Exercise objective:
From the material beneath, pull every line with the word "terrain".

Provided information:
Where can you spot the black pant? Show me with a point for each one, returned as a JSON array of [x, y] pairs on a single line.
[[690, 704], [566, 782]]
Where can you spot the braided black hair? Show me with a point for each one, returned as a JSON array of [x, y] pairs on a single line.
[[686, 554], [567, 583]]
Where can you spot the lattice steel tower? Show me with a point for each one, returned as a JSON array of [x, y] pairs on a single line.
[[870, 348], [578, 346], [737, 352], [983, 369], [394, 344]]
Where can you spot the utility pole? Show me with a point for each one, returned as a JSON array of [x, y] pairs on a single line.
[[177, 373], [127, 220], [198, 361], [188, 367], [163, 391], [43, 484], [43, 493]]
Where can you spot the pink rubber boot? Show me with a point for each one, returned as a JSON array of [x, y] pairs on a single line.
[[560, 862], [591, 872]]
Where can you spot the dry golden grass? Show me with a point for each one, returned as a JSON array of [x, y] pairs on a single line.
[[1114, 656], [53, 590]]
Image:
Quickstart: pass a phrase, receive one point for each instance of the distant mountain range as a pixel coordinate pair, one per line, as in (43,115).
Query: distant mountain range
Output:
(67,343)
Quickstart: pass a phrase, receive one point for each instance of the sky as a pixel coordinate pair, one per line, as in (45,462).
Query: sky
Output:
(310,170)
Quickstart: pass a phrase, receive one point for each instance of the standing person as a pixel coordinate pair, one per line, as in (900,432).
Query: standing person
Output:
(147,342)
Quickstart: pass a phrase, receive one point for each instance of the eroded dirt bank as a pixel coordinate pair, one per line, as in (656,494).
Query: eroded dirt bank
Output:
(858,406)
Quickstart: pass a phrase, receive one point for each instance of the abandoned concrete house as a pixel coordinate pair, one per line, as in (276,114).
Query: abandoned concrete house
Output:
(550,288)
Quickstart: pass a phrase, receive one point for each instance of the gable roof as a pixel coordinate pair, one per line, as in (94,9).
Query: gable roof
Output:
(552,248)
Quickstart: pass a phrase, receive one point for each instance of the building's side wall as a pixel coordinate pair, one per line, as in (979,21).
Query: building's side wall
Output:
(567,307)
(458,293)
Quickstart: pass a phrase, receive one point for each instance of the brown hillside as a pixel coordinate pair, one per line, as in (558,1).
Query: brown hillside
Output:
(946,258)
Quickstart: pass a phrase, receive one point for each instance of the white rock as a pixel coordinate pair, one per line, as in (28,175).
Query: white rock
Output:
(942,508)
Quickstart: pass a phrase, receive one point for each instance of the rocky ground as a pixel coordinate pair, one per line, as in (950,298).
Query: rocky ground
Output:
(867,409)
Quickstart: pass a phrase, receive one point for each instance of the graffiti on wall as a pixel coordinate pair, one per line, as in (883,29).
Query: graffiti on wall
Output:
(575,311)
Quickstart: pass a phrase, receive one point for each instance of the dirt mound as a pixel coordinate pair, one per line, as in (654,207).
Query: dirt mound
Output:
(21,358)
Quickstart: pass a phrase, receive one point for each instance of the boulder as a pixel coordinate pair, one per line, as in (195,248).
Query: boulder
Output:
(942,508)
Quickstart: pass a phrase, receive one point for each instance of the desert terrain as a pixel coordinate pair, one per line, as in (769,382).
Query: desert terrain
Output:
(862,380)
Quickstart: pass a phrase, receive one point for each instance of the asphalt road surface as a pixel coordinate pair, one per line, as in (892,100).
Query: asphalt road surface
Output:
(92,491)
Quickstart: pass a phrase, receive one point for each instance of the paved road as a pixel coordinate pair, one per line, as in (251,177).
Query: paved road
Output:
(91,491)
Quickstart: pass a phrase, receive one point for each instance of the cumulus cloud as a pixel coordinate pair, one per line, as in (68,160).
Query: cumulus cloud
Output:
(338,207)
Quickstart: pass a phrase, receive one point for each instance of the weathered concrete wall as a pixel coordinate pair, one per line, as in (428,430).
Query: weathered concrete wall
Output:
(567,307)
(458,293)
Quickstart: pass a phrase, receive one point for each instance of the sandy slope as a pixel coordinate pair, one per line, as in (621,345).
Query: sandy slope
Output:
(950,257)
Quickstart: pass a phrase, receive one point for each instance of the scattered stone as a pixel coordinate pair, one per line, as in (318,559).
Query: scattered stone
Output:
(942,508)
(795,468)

Answer to the problem:
Quickstart: pass a phrase, receive one point for each instance of the desert terrain as a pixel coordinate pair, one per line, as in (769,382).
Query: desert terrain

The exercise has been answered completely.